Would you please restate all of the entries exactly, apart from the pictures?

Natural-language object grounding data:
╔══
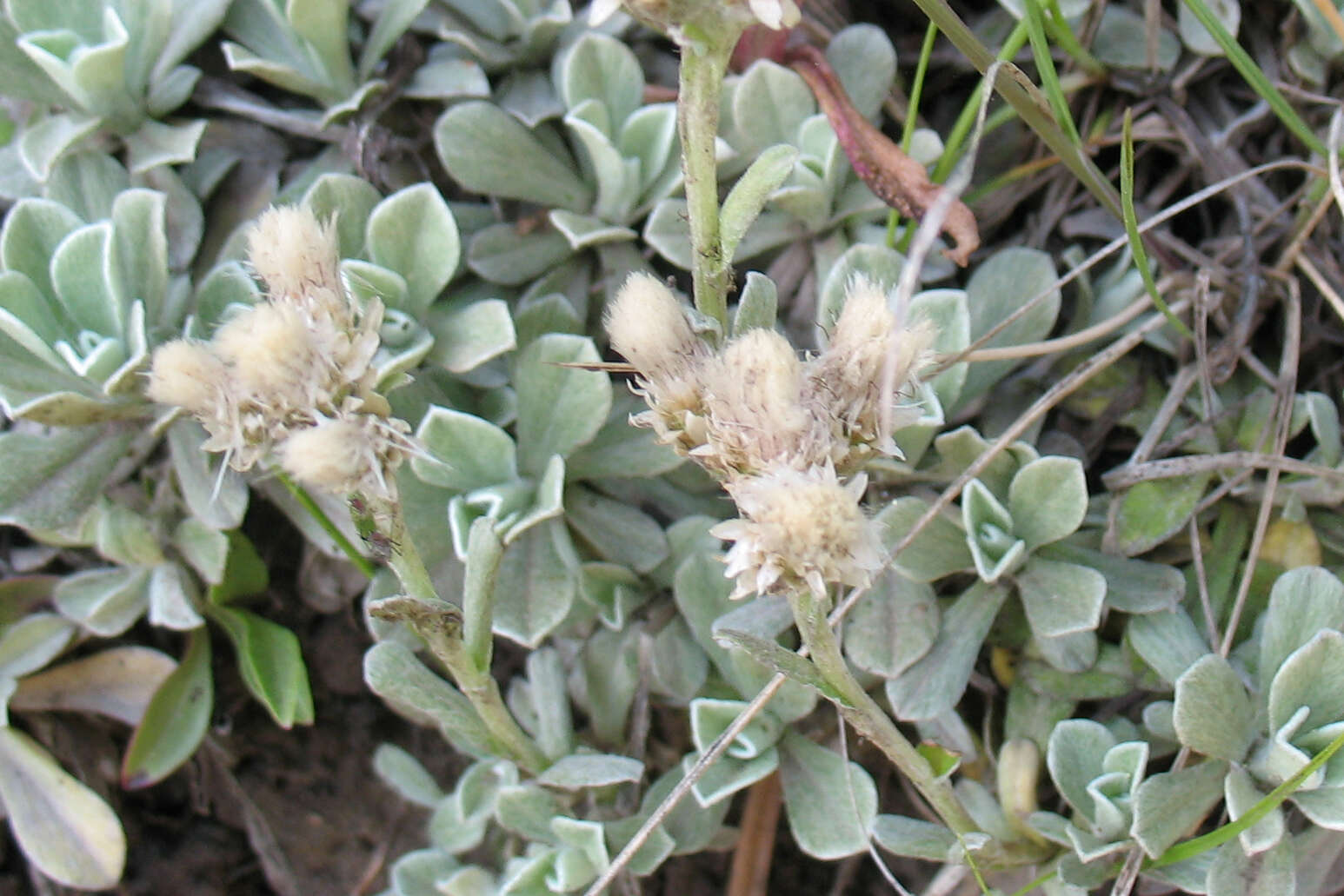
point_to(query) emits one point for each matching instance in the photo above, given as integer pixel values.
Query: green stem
(876, 726)
(307, 501)
(438, 623)
(703, 64)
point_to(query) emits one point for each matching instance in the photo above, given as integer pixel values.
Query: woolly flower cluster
(787, 435)
(292, 378)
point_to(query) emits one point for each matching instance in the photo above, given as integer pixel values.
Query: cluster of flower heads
(788, 437)
(292, 378)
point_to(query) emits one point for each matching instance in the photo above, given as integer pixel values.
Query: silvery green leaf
(1168, 805)
(449, 76)
(1075, 652)
(649, 135)
(542, 313)
(622, 450)
(467, 336)
(418, 872)
(881, 265)
(393, 20)
(600, 68)
(349, 201)
(32, 642)
(140, 258)
(729, 775)
(749, 195)
(1235, 873)
(592, 770)
(768, 106)
(937, 551)
(677, 667)
(406, 775)
(157, 144)
(1302, 602)
(47, 481)
(31, 233)
(613, 590)
(689, 824)
(866, 62)
(757, 305)
(1151, 512)
(1314, 677)
(44, 143)
(615, 531)
(1213, 713)
(669, 231)
(1324, 806)
(527, 810)
(617, 177)
(125, 538)
(62, 826)
(1168, 642)
(1132, 586)
(86, 183)
(935, 683)
(989, 534)
(1121, 42)
(172, 598)
(1048, 500)
(583, 231)
(105, 602)
(710, 718)
(915, 839)
(536, 585)
(469, 453)
(396, 674)
(559, 408)
(488, 150)
(891, 627)
(1241, 794)
(1075, 758)
(609, 671)
(780, 660)
(413, 233)
(831, 802)
(1061, 598)
(529, 97)
(553, 724)
(502, 256)
(1001, 283)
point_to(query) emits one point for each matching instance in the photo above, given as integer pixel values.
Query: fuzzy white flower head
(346, 455)
(189, 375)
(799, 528)
(846, 381)
(755, 413)
(293, 251)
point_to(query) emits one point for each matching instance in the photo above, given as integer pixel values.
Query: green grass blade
(1254, 76)
(1136, 241)
(1046, 69)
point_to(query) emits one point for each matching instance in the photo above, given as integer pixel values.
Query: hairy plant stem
(703, 64)
(864, 713)
(440, 623)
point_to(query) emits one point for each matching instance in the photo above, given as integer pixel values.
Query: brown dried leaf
(891, 175)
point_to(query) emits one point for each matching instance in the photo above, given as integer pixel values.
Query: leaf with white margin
╚══
* _TASK OUTPUT_:
point_to(query) emits one point for each matching instance in the photo above, given as integer pixel values.
Query: green stem
(876, 726)
(307, 501)
(438, 623)
(703, 64)
point_to(query) emits one point for each matching instance in the photo above, given as integer pixel values.
Query: woolly flower cluster
(787, 435)
(292, 378)
point_to(query) emits one point for each matching instance in the photo above, given as integer pixel values.
Query: cluster of flower heads
(788, 437)
(292, 378)
point_to(query) emits one point for each matching instance in the photo above, given as integer pixel values.
Query: silvery green leaf
(1168, 805)
(449, 76)
(1075, 652)
(649, 135)
(542, 313)
(622, 450)
(467, 336)
(418, 872)
(881, 265)
(393, 20)
(600, 68)
(349, 201)
(32, 642)
(140, 258)
(729, 775)
(749, 195)
(1235, 873)
(592, 770)
(768, 106)
(937, 551)
(677, 667)
(406, 775)
(157, 144)
(1302, 602)
(47, 481)
(31, 233)
(613, 590)
(689, 824)
(866, 62)
(757, 305)
(1151, 512)
(1314, 677)
(44, 143)
(615, 531)
(1213, 713)
(669, 231)
(1324, 806)
(527, 810)
(617, 177)
(125, 538)
(62, 826)
(1168, 642)
(1132, 586)
(86, 183)
(935, 683)
(989, 534)
(1121, 42)
(172, 598)
(1048, 500)
(583, 231)
(105, 602)
(710, 718)
(915, 839)
(536, 585)
(469, 453)
(396, 674)
(559, 408)
(488, 150)
(891, 627)
(1241, 794)
(1075, 758)
(609, 671)
(780, 660)
(413, 233)
(831, 802)
(1061, 598)
(529, 97)
(553, 724)
(502, 256)
(1001, 283)
point_to(query) emits one point for each matching instance in the photo above, given as integer pixel values.
Query: fuzzy white flower head
(346, 455)
(189, 375)
(799, 528)
(846, 381)
(755, 413)
(293, 251)
point_to(query) emits one point for each matching instance in the photo above, given as integer pixel values.
Query: green grass blade
(1254, 76)
(1136, 241)
(1046, 69)
point_to(query) emits one point for each matching instance in the photo above, given as integer pixel values.
Query: hairy plant stem
(703, 64)
(864, 713)
(440, 623)
point_to(query) emits one point for each matching instance in the photo above, given as integer pixel values.
Query: brown dried leaf
(891, 175)
point_to(query) emits one point for each matching instance in the photo above, given as integer pixel values.
Query: leaf with white margin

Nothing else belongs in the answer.